Passage given

▬▬▬

Cross-scale analysis of the partial contribution of the species’ primary habitat to explained deviance revealed that a very different impression of habitat importance ranging from 5 to 17% contribution would be obtained depending on buffer radius and level of distance weighting (Fig. 3a).

The two inferior levels of distance weighting (Habitat area and Proximity index) produced correlation curves with strong humps, suggesting low explanatory contribution of the primary habitat at large buffer radii. The higher levels of distance weighting (Root index and Gaussian index) also exhibited a decline of explained deviance towards larger radii, but to a much lesser degree. Maximum explained deviance of the primary habitat was obtained at relatively large buffer radii (forest at 10–17 km radius) using either the Proximity index or the Root index. The Gaussian distance function (Fig. 3a) obtained from the estimate of d showed a maximum at c. 6500 m, therefore clearly differing from the peaks produced by the correlation curves.

The AICc and the scaled deviance D² of the total modal also varied greatly depending on buffer radius and the level of distance weighting (AICc: 871·3–747·4; scaled deviance: 0·60–0·65) and reflected the behaviour of the habitat variable across scale submitted to different levels of distance weightings (Fig. 3b). In contrast, the AICc of the model leaving out the habitat predictor attained a value of 882·9 constantly across all buffer radii, because these locally retrieved variables were independent of the buffer size.

▬▬▬

Stated task
Please copy out the whole passage on habitat contribution across buffer radii word for word.

Information provided

▬▬▬

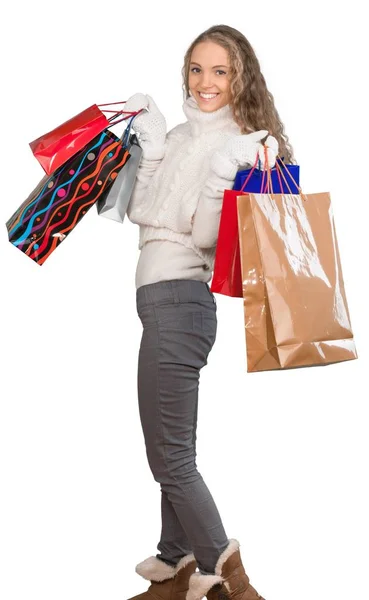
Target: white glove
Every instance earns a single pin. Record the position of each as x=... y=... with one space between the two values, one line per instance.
x=272 y=150
x=150 y=124
x=242 y=151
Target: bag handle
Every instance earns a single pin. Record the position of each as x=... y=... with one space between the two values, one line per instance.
x=263 y=178
x=268 y=186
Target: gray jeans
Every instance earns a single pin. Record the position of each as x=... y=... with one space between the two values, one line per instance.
x=179 y=329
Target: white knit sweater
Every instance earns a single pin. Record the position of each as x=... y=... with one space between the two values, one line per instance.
x=177 y=200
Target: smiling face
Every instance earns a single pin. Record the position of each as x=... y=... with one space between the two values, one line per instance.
x=209 y=76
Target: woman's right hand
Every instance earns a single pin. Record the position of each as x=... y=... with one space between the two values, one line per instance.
x=150 y=124
x=239 y=151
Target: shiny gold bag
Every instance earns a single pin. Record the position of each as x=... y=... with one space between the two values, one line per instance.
x=295 y=305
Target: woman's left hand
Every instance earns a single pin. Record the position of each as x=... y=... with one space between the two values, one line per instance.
x=272 y=150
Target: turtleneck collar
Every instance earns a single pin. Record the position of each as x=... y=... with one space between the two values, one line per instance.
x=201 y=121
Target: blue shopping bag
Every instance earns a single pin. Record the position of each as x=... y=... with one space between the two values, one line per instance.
x=255 y=181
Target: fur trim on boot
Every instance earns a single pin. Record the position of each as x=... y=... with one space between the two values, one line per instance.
x=154 y=569
x=229 y=580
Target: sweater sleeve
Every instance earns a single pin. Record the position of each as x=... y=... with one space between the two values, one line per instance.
x=205 y=221
x=146 y=170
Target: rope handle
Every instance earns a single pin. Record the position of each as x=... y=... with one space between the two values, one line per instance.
x=267 y=185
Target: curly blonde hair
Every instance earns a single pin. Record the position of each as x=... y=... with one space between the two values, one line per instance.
x=251 y=102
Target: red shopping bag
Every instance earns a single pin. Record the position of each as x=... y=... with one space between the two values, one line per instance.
x=227 y=278
x=54 y=148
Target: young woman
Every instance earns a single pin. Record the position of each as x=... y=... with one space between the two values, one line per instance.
x=177 y=202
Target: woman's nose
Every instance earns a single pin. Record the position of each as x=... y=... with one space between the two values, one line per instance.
x=207 y=80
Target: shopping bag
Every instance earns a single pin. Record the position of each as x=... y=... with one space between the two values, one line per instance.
x=295 y=306
x=60 y=200
x=227 y=267
x=54 y=148
x=114 y=205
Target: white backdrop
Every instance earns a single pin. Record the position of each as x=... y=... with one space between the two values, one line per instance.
x=285 y=454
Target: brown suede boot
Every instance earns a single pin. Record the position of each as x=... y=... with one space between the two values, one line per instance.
x=167 y=582
x=229 y=582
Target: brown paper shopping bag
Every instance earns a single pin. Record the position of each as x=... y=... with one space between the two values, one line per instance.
x=295 y=305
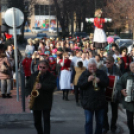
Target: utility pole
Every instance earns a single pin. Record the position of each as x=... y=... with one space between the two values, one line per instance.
x=49 y=13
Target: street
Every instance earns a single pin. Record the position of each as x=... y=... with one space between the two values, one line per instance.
x=66 y=118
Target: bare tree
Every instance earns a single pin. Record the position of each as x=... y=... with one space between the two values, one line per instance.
x=121 y=11
x=26 y=6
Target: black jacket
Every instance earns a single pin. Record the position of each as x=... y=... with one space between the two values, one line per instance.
x=44 y=100
x=91 y=99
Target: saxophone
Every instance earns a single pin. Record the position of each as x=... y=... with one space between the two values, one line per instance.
x=35 y=92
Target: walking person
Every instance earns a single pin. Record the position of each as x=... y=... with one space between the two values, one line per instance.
x=76 y=73
x=43 y=102
x=92 y=84
x=65 y=76
x=5 y=73
x=127 y=104
x=112 y=70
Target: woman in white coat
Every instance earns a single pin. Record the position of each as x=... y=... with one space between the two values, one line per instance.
x=65 y=75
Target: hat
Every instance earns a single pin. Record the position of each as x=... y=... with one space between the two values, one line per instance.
x=54 y=50
x=110 y=59
x=110 y=40
x=29 y=41
x=8 y=36
x=34 y=41
x=60 y=49
x=91 y=36
x=51 y=45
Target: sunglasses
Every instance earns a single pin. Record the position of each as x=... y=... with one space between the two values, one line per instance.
x=42 y=67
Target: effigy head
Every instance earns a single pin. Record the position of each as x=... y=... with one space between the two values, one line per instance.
x=98 y=13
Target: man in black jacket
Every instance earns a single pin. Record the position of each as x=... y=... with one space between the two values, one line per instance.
x=43 y=103
x=92 y=84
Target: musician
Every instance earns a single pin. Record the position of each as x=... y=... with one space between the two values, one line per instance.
x=43 y=102
x=112 y=69
x=93 y=101
x=129 y=106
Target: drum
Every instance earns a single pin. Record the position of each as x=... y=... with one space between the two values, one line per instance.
x=111 y=87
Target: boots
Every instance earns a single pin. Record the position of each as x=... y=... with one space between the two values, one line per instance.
x=3 y=96
x=9 y=96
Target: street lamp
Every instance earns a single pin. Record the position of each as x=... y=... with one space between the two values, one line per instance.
x=49 y=13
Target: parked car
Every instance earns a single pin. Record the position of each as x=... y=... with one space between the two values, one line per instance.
x=125 y=42
x=115 y=37
x=81 y=34
x=41 y=35
x=36 y=30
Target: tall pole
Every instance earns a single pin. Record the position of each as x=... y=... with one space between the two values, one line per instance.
x=15 y=52
x=49 y=13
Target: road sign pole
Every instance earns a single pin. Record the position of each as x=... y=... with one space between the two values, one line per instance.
x=15 y=52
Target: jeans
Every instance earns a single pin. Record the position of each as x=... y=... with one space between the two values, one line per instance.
x=130 y=121
x=89 y=121
x=37 y=114
x=6 y=86
x=114 y=107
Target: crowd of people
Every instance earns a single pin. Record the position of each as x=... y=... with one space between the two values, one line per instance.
x=78 y=66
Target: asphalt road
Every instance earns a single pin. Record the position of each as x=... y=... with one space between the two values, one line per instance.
x=66 y=118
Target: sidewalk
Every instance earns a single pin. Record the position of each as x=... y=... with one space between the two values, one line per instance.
x=66 y=117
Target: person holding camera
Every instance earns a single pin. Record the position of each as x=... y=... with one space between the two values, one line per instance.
x=5 y=73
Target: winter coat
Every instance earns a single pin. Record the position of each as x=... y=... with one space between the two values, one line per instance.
x=34 y=65
x=123 y=67
x=3 y=59
x=27 y=66
x=91 y=99
x=44 y=100
x=76 y=73
x=121 y=84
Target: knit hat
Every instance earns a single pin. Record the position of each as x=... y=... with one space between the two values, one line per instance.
x=54 y=50
x=60 y=49
x=110 y=40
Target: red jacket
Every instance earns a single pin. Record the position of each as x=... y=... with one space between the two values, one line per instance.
x=27 y=66
x=99 y=22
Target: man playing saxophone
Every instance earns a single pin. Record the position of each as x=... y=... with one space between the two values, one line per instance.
x=43 y=102
x=122 y=87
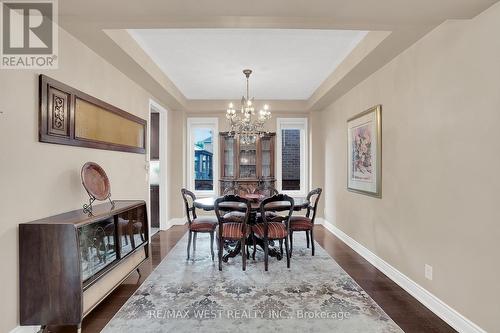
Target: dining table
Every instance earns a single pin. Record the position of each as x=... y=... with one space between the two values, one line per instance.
x=234 y=248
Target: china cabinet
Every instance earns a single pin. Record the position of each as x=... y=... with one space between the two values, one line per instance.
x=70 y=262
x=247 y=168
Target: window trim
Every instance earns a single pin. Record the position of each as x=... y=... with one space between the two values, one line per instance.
x=202 y=122
x=302 y=125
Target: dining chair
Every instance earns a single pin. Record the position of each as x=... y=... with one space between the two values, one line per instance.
x=229 y=228
x=275 y=226
x=197 y=224
x=306 y=223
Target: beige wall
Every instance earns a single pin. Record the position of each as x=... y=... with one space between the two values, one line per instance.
x=439 y=206
x=40 y=179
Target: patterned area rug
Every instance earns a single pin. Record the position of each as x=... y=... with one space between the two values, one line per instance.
x=314 y=295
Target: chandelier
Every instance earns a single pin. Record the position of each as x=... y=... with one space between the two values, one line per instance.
x=245 y=125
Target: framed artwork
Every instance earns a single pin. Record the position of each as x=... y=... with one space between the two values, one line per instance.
x=364 y=152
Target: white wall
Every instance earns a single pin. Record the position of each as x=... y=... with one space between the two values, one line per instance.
x=40 y=179
x=440 y=199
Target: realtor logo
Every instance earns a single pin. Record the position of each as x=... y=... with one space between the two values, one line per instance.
x=28 y=34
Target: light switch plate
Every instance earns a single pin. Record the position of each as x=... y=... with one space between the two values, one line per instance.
x=428 y=272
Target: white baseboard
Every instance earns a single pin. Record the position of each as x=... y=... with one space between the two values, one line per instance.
x=441 y=309
x=176 y=221
x=25 y=329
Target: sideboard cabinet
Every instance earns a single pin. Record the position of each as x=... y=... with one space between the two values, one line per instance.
x=247 y=167
x=70 y=262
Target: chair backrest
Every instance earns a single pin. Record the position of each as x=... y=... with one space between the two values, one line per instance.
x=277 y=203
x=231 y=190
x=189 y=198
x=230 y=203
x=313 y=198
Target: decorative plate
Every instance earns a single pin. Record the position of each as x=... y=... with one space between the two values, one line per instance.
x=95 y=181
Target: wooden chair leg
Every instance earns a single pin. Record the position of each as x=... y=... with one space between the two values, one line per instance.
x=243 y=253
x=266 y=254
x=312 y=242
x=194 y=241
x=189 y=243
x=212 y=244
x=254 y=246
x=287 y=253
x=221 y=247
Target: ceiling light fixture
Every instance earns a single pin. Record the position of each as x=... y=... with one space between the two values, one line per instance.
x=244 y=125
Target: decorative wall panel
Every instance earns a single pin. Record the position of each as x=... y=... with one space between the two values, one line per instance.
x=71 y=117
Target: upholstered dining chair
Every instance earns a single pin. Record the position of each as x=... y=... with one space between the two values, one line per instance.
x=197 y=224
x=274 y=226
x=229 y=227
x=306 y=223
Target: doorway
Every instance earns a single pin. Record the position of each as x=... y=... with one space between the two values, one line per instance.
x=157 y=168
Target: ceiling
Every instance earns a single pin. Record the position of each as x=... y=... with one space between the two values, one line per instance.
x=287 y=64
x=103 y=27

▬▬▬

Task solution
Cross-scale analysis of the partial contribution of the species’ primary habitat to explained deviance revealed that a very different impression of habitat importance ranging from 5 to 17% contribution would be obtained depending on buffer radius and level of distance weighting (Fig. 3a).

The two inferior levels of distance weighting (Habitat area and Proximity index) produced correlation curves with strong humps, suggesting low explanatory contribution of the primary habitat at large buffer radii. The higher levels of distance weighting (Root index and Gaussian index) also exhibited a decline of explained deviance towards larger radii, but to a much lesser degree. Maximum explained deviance of the primary habitat was obtained at relatively large buffer radii (forest at 10–17 km radius) using either the Proximity index or the Root index. The Gaussian distance function (Fig. 3a) obtained from the estimate of d showed a maximum at c. 6500 m, therefore clearly differing from the peaks produced by the correlation curves.

The AICc and the scaled deviance D² of the total modal also varied greatly depending on buffer radius and the level of distance weighting (AICc: 871·3–747·4; scaled deviance: 0·60–0·65) and reflected the behaviour of the habitat variable across scale submitted to different levels of distance weightings (Fig. 3b). In contrast, the AICc of the model leaving out the habitat predictor attained a value of 882·9 constantly across all buffer radii, because these locally retrieved variables were independent of the buffer size.